#### Text provided:
= = =

Fried Apple Hand Pies remind me of my grandmother, who used fry them up nearly every time we'd visit. It was her way of showing love. My version is simpler. While she made her crust from scratch — with lard from the pigs she raised — I make mine with pie dough from the grocery store's refrigerated section. She cut her dough circles with a well-worn paring knife. I use cookie cutters. She drained her pies on brown paper sacks; I set mine on wire racks. If I'm not mistaken, her filling was straight-ahead apple while I spice mine up with ones she'd never heard of. And while I've got state-of-the-art thermometers for testing oil temperature; she had her ways. Would she approve of all of my shortcuts and gadgets? While she was an old-fashioned country cook, she was a forward-thinking woman. If she were alive today I think she'd give me her blessing.
Last, there's a Chocolate-Pecan Galette, a super easy alternative to another holiday classic. It's chocolate, cheesecake and pecan pie all rolled into one. The cream cheese offers a light sweet tang to this rich, intense pie. It also creates a naturally dry layer, which allows the pie bottom to bake up crisp and golden. No more soggy-bottomed pie! And no pie plate needed either. Just spread the cream cheese layer over the rolled out refrigerated pie dough, top with the chocolate pecan filling, fold the dough over and bake.
So — canned pumpkin, or no, you've got some really tempting options to end your holiday meals.
Sweet Potato Pie
Makes 1 9-inch deep-dish pie
You can also make this pie with canned pumpkin substituting 1 can (15 ounces) pure pumpkin for the 2 cups of cooked sweet potatoes
1 pre-baked 9-inch pie shell
2 sweet potatoes (about 12 ounces each), pricked with a fork
1 teaspoon ground ginger
1/2 teaspoon cinnamon
1/4 teaspoon allspice
1/2 teaspoon salt
1 can (14 ounces) canned condensed milk
1 cup evaporated milk
2 eggs plus 2 yolks
Whether you're using homemade or boxed refrigerated dough, have pre-baked pie shell ready. Adjust oven rack to lower-middle position and heat oven to 300 degrees. Microwave sweet potatoes on high power until fork-tender, 9 to 10 minutes. When potatoes are cool enough to handle, peel them and mash flesh with a fork.
Along with ginger, cinnamon, allspice and salt, add mashed sweet potatoes to a large saucepan and cook over medium-low heat, stirring constantly, until potato starts to stick to pan bottom, about 5 minutes. Add condensed and evaporated milks; cook until sputtery. Whir eggs and yolks in a blender. With blender running, add a cup or so of the hot pumpkin mixture, a large spoonful at a time, to temper eggs. Add remaining pumpkin mixture; continue to puree to form a silky texture filling.

= = =

#### Data extract:
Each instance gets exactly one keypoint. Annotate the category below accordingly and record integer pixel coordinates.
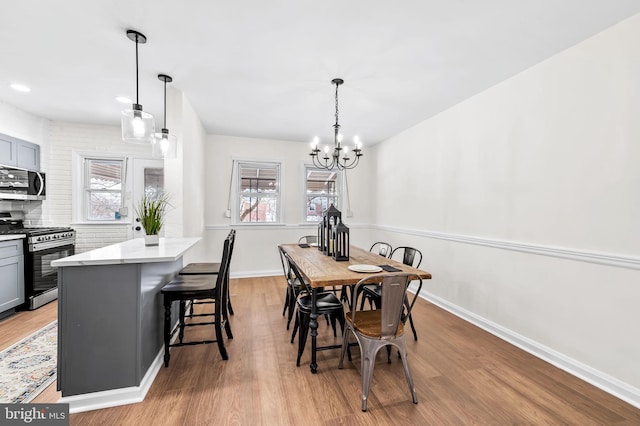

= = =

#### Required work:
1: Summarize the holiday pie piece in two sentences.
2: In the holiday pie piece, what does the cream cheese layer allow the bottom of the chocolate-pecan galette to do?
3: Carry the holiday pie piece on from its final sentence.

#### Written answers:
1: The writer compares fried apple hand pies to the ones a grandmother made from scratch, listing shortcuts such as store-bought refrigerated dough, cookie cutters and wire racks, and also presents an easy chocolate-pecan galette whose cream cheese layer keeps the bottom crisp. A sweet potato pie recipe follows, with the option of using canned pumpkin instead of cooked sweet potatoes.

2: It allows the pie bottom to bake up crisp and golden.

3:
Pour warm filling into warm pie shell. Bake until a thin-bladed knife inserted into the center of the filling comes out clean, 30 to 40 minutes. Let cool on a wire rack until warm or room temperature. Serve.
Next: Fried Apple Handpies. >>
Fried Apple Hand Pies
Makes 16 pies
If you don't have the right size cookie cutter, there are plenty of tops around the house that are the about the same size. The tops to my deli containers, mayonnaise jar and cocoa were all about right.
2 9-inch pie rounds from a 15-ounce box refrigerated piecrust
2 teaspoons cornstarch
1/2 teaspoon vanilla extract
2 teaspoons brandy (optional)
3/4 cup granulated sugar, divided
1 1/4 pounds crisp apples, such as Granny Smith, peeled, cored and cut into small dice
1 tablespoon butter
3 cups vegetable or canola oil
One of the following: 2 tablespoons ground cinnamon, 8 teaspoons curry powder, 4 teaspoons ground cardamom, 2 tablespoons Chinese five-spice powder
Working one round at a time, unroll pie dough on a lightly floured surface and roll to 14 inches in diameter. Using a round 4 1/4-inch cookie cutter cut dough into 8 circles. Repeat with remaining round of dough. Refrigerate until ready to use. (Can be double-wrapped in plastic and refrigerated for a couple of days.)
Whisk cornstarch, vanilla and optional brandy in 1/3 cup of water; set aside. Mix 1/4 cup of sugar and the salt; toss with apples. Heat butter in a medium (10-inch) skillet over medium-high heat until pale nutty brown. Add apple mixture; cover and cook until soft and juices release, about 7 minutes. Uncover and continue to cook until juices thicken to light syrup consistency, 1 to 2 minutes longer. Stir in cornstarch mixture; continue to cook until it thickens, less than a minute. Transfer apples to a rimmed baking sheet; refrigerate or set aside until room temperature. (Can be refrigerated in an enclosed container up for a couple of days.)
When ready to serve, mix remaining 1/2 cup of sugar with one of the spice options of your choice. Working eight at a time, spoon a heaping tablespoon of the filling onto the lower center of each dough circle. Working one at time, brush around the edge of the lower half with water. Fold upper half of dough over filling to make a turnover, pressing on edges to seal. Repeat with those remaining, to make 16 turnovers.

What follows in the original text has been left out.